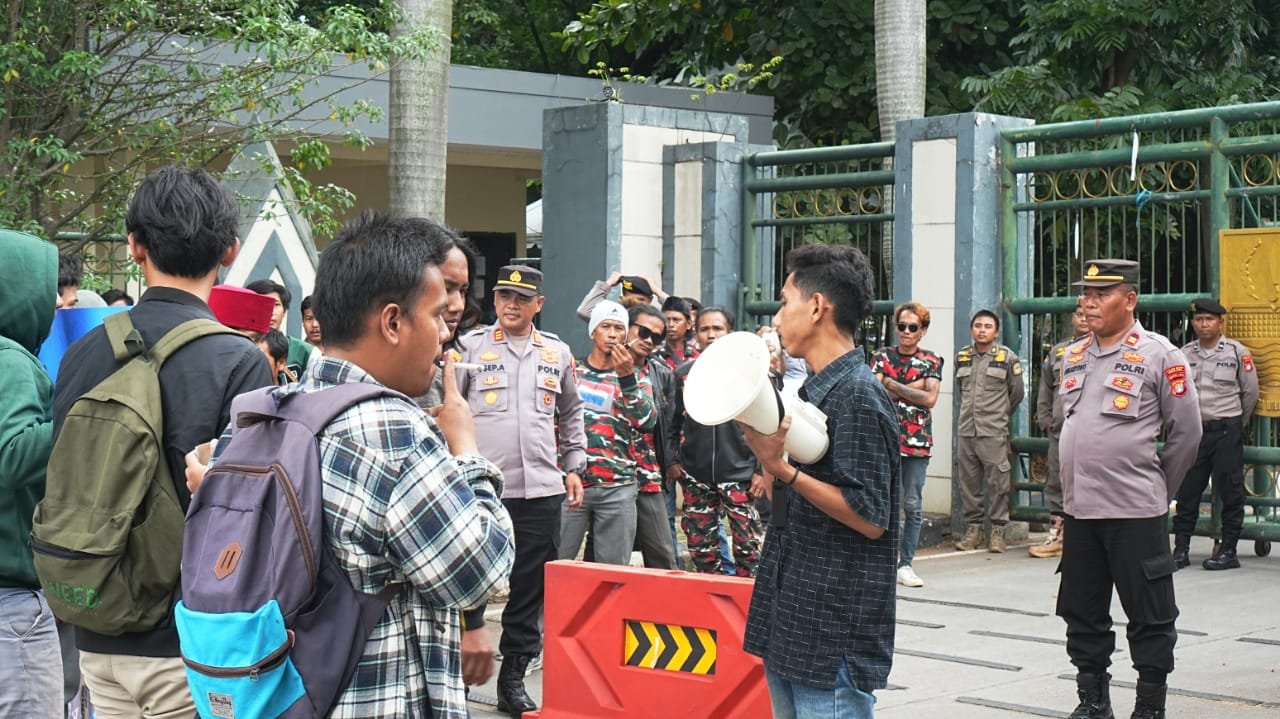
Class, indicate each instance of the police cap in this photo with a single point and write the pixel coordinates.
(520, 279)
(1208, 305)
(636, 284)
(1106, 273)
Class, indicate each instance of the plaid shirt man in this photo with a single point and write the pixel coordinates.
(824, 592)
(400, 508)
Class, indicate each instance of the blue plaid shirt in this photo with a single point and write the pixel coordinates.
(824, 592)
(400, 508)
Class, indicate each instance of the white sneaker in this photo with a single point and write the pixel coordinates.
(908, 578)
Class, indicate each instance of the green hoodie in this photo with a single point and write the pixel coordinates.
(27, 300)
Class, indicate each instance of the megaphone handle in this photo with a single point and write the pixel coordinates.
(781, 504)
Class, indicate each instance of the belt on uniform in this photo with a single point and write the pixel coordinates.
(1211, 425)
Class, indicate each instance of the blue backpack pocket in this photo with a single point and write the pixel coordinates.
(238, 663)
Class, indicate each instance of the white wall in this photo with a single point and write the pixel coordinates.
(933, 236)
(641, 205)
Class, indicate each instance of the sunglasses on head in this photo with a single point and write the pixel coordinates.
(645, 333)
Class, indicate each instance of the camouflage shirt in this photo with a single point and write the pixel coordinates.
(915, 436)
(617, 412)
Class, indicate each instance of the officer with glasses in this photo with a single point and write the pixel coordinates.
(654, 529)
(912, 375)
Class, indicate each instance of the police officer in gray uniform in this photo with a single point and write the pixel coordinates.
(1121, 385)
(1228, 385)
(520, 397)
(990, 383)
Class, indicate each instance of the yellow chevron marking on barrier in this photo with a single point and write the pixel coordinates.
(670, 647)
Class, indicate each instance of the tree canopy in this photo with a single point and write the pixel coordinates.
(1077, 59)
(95, 92)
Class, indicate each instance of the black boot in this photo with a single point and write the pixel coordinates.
(512, 697)
(1182, 552)
(1224, 558)
(1151, 701)
(1095, 692)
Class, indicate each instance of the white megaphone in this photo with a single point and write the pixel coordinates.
(730, 380)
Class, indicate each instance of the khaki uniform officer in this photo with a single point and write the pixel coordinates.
(526, 408)
(990, 381)
(1228, 385)
(1121, 385)
(1048, 416)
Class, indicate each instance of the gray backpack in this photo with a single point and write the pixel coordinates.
(269, 623)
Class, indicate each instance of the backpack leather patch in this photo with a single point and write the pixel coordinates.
(228, 559)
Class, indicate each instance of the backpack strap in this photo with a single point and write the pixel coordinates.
(315, 410)
(187, 331)
(126, 340)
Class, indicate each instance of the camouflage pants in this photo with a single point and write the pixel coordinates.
(703, 508)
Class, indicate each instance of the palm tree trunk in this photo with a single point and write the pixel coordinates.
(419, 115)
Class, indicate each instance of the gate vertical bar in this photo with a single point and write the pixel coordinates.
(1219, 210)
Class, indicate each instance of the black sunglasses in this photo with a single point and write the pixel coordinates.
(645, 333)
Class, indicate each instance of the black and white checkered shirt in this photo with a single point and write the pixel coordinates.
(826, 592)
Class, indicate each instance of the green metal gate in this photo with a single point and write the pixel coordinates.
(1078, 191)
(830, 195)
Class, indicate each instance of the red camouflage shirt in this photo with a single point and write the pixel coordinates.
(915, 436)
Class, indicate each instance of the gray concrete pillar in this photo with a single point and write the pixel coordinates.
(947, 252)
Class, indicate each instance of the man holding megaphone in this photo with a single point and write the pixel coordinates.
(835, 558)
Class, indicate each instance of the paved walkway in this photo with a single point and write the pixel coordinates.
(981, 640)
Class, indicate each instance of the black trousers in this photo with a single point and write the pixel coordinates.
(1133, 557)
(1221, 454)
(536, 523)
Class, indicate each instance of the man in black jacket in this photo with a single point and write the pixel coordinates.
(718, 471)
(647, 330)
(182, 228)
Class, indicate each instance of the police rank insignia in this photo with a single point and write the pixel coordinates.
(1176, 376)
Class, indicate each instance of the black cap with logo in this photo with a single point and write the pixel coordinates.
(520, 279)
(1208, 305)
(1106, 273)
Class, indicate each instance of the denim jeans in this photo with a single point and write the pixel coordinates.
(31, 671)
(798, 701)
(913, 505)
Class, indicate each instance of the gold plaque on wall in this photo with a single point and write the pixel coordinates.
(1249, 278)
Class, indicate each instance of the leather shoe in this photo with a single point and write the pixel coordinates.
(1182, 557)
(512, 697)
(1224, 559)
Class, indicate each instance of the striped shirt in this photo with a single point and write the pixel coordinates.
(400, 508)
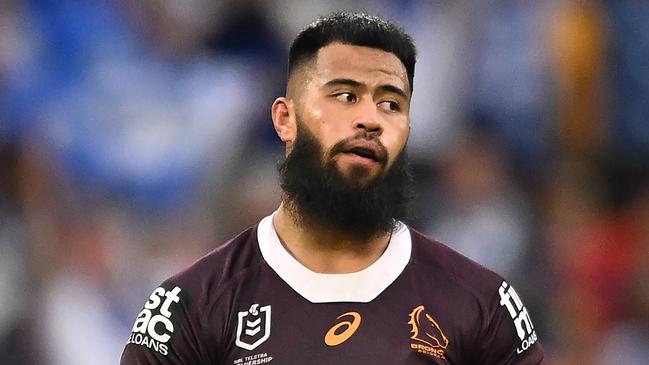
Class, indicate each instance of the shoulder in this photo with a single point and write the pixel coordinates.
(210, 273)
(447, 265)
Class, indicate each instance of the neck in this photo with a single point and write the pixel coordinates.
(324, 250)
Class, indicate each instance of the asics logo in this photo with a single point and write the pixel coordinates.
(334, 337)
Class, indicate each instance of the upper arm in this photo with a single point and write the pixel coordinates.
(509, 336)
(166, 331)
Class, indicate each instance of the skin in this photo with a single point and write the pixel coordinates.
(345, 91)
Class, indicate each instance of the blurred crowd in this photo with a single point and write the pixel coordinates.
(135, 135)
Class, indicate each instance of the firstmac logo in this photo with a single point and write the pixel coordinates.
(517, 311)
(153, 327)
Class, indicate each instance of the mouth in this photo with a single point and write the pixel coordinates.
(366, 151)
(363, 152)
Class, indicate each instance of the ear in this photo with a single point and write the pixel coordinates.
(283, 114)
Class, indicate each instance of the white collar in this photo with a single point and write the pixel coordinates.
(362, 286)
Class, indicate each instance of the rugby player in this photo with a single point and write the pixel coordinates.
(333, 276)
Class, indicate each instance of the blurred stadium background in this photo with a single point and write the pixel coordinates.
(135, 135)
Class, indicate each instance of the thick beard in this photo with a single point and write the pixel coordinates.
(318, 195)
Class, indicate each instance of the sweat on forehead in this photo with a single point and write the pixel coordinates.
(354, 29)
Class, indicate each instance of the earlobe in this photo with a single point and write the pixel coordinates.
(283, 120)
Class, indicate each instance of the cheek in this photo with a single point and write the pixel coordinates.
(398, 138)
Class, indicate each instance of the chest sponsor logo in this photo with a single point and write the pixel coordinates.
(426, 335)
(253, 327)
(153, 327)
(517, 311)
(343, 330)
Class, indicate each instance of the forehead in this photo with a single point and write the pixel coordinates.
(364, 64)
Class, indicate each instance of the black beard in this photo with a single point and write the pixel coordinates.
(318, 195)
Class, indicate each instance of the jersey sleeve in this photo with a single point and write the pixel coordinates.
(509, 336)
(166, 331)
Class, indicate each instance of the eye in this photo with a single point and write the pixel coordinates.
(346, 97)
(389, 106)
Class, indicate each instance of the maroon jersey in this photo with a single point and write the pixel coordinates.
(250, 302)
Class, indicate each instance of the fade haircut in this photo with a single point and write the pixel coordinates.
(356, 29)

======

Work order
Please give an exact printout of all the records, pictures aside.

Output
Class, indicate each instance of the police cap in this photo with a single point and write the pixel coordinates.
(520, 279)
(1208, 305)
(636, 284)
(1106, 273)
Class, indicate each instance of the plaid shirt man in this photo with a single point and write the pixel coordinates.
(824, 592)
(400, 508)
Class, indicate each instance of the blue plaid shirt in this photo with a single point and write the pixel coordinates.
(824, 592)
(400, 508)
Class, indicate each instance of the white sneaker in this photo with a single point and write the pixel coordinates.
(908, 578)
Class, indicate each instance of the green hoodie in this photo with a single point and write the pixel coordinates.
(27, 300)
Class, indicate each instance of the megaphone handle in this photo with a single point and write the pixel coordinates.
(781, 504)
Class, indicate each instance of the belt on uniform in this photo with a single point and write the pixel coordinates.
(1211, 425)
Class, indicate each instance of the blue backpack pocket in this photo with a single point and write the pixel coordinates.
(238, 663)
Class, indicate each instance of the white wall in this photo with a single point and write the pixel coordinates.
(933, 236)
(641, 205)
Class, indicate each instance of the sunglasses on head in this photo with a single point and write the pixel coordinates.
(645, 333)
Class, indicate each instance of the camouflage shirt in this photo with a single point and write the pixel coordinates.
(915, 436)
(617, 412)
Class, indicate each instance of the officer with glasses in this photo with a single point and write the pixel coordinates.
(654, 529)
(912, 375)
Class, indicate each instance of the police officer in gray uniform in this photo with a single point and write the pixel coordinates.
(1121, 385)
(1228, 385)
(520, 397)
(990, 383)
Class, indicate each instance of the yellow chevron marking on barrier in this photo with a single point and write the pixel coordinates.
(670, 647)
Class, indicate each instance of the tree canopy in this photo with a single point and write the pixel coordinates.
(1077, 59)
(95, 92)
Class, indicate each instance of the black boot in this photo with a single point and write the pixel coordinates.
(512, 697)
(1182, 552)
(1224, 558)
(1151, 701)
(1095, 692)
Class, indicate each instance of the white megaphone in this photo with a single point and write the pixel coordinates.
(730, 380)
Class, indicate each instance of the khaki uniform officer in this photo with a single point and write the pixel coordinates.
(526, 408)
(990, 381)
(1228, 385)
(1121, 385)
(1048, 416)
Class, indicate each instance of the gray backpack in this photo with a single point and write the pixel coordinates.
(269, 623)
Class, indicate each instance of the backpack leather patch in this photo with a single point and write the pixel coordinates.
(228, 559)
Class, indicate each instance of the backpack strap in this photo with a single point and write the pixel coordinates.
(315, 410)
(187, 331)
(126, 340)
Class, indicate each instance of the camouflage pants in this photo with a single point and write the pixel coordinates.
(703, 508)
Class, indicate each instance of the palm tree trunk in this photo with a single point and write the pixel coordinates.
(419, 115)
Class, indicate each instance of the gate vertical bar in this photo with a single point and write the pixel coordinates.
(1219, 210)
Class, indicate each instance of the black sunglasses in this photo with a single point and write the pixel coordinates.
(645, 333)
Class, indicate each instance of the black and white checkered shirt in this photo with a single point and write the pixel coordinates.
(826, 592)
Class, indicate each instance of the green metal gate in this photo with a single point and write the pixel coordinates.
(1078, 191)
(830, 195)
Class, indicate each instance of the red camouflage shirt in this photo with a single point and write the pixel coordinates.
(915, 436)
Class, indicate each instance of the gray concrete pillar in this photo with a single point and write the pixel coordinates.
(947, 252)
Class, indicate each instance of the man holding megaphone in this photo with a single point and write the pixel coordinates.
(835, 558)
Class, indicate each instance of the paved walkway in this photo with a single point and write the pixel coordinates.
(981, 640)
Class, indicate each instance of the black trousers in this photo with a single point and write the pixel coordinates.
(1133, 557)
(1221, 454)
(536, 523)
Class, indicate each instance of the man in black jacket in this photo with a single point and write the pixel coordinates.
(718, 471)
(647, 330)
(182, 228)
Class, indicate each instance of the police rank insignia in this photo with a single point and write the pixel coordinates.
(1176, 376)
Class, indicate each instance of the black cap with logo in this photo with a single point and write the pixel coordinates.
(520, 279)
(1208, 305)
(1106, 273)
Class, indicate each instance of the denim jeans in this photo with a single point and write the pixel coordinates.
(31, 671)
(798, 701)
(913, 505)
Class, indicate each instance of the gold plaque on wall in this photo with a single point and write the pixel coordinates.
(1249, 278)
Class, indicate each instance of the leather shoe in this photo with a single point and write the pixel coordinates.
(1182, 557)
(512, 697)
(1224, 559)
Class, indicate each instance of the striped shirt in this photo with a single point and write the pixel coordinates.
(400, 508)
Class, indicate each instance of the shoulder in this photo with a single point and write the pixel coordinates.
(210, 273)
(447, 265)
Class, indicate each instance of the neck in this photo with a single point and write the pixel coordinates.
(324, 250)
Class, indicate each instance of the asics logo in this photo with a single point and write the pixel coordinates.
(334, 337)
Class, indicate each instance of the upper arm in this photo with a single point and write the pixel coordinates.
(509, 336)
(166, 331)
Class, indicate each instance of the skin in this photo with a single point and write the pixel coordinates.
(345, 91)
Class, indicate each instance of the blurred crowd in this photo with a single point and write the pixel coordinates.
(135, 135)
Class, indicate each instance of the firstmac logo in this photo with a single point and write the pixel coordinates.
(517, 311)
(153, 327)
Class, indicate each instance of the mouth in this photo with a single point and write the pixel coordinates.
(366, 151)
(363, 152)
Class, indicate each instance of the ear in this photo with a single point and write the pixel coordinates.
(283, 114)
Class, indicate each instance of the white collar in this photo with a single point and write the pixel coordinates.
(362, 286)
Class, indicate each instance of the rugby player in this photo with a single point and write the pixel coordinates.
(333, 276)
Class, indicate each instance of the blurred stadium background in this photo with a single point and write the pixel coordinates.
(135, 135)
Class, indicate each instance of the thick beard in this photo with a single point and write the pixel coordinates.
(318, 195)
Class, indicate each instance of the sweat on forehead in this photo with a single point and write the pixel coordinates.
(354, 29)
Class, indicate each instance of the earlobe in this photo with a single point and write the pixel coordinates.
(283, 120)
Class, indicate each instance of the cheek in this photo with a single point and write the pixel coordinates.
(398, 138)
Class, indicate each instance of the chest sponsor logo in this photo with a single point and write the pixel coordinates.
(426, 335)
(253, 327)
(153, 327)
(517, 311)
(343, 330)
Class, indicate each instance of the forehead in this photo with a single point and write the pixel coordinates.
(364, 64)
Class, indicate each instance of the black beard in this photo with a single point and write the pixel coordinates.
(318, 195)
Class, indicate each instance of the jersey sleeve in this photo with a single point and write the pixel coordinates.
(509, 336)
(166, 331)
Class, indicate each instance of the eye in this photo with a single point and write the pixel coordinates.
(346, 97)
(389, 106)
Class, indicate each instance of the maroon jersey in this photo with a single point and write the pixel coordinates.
(250, 302)
Class, indicate each instance of the fade haircut in this photo with a single point and write the pixel coordinates.
(356, 29)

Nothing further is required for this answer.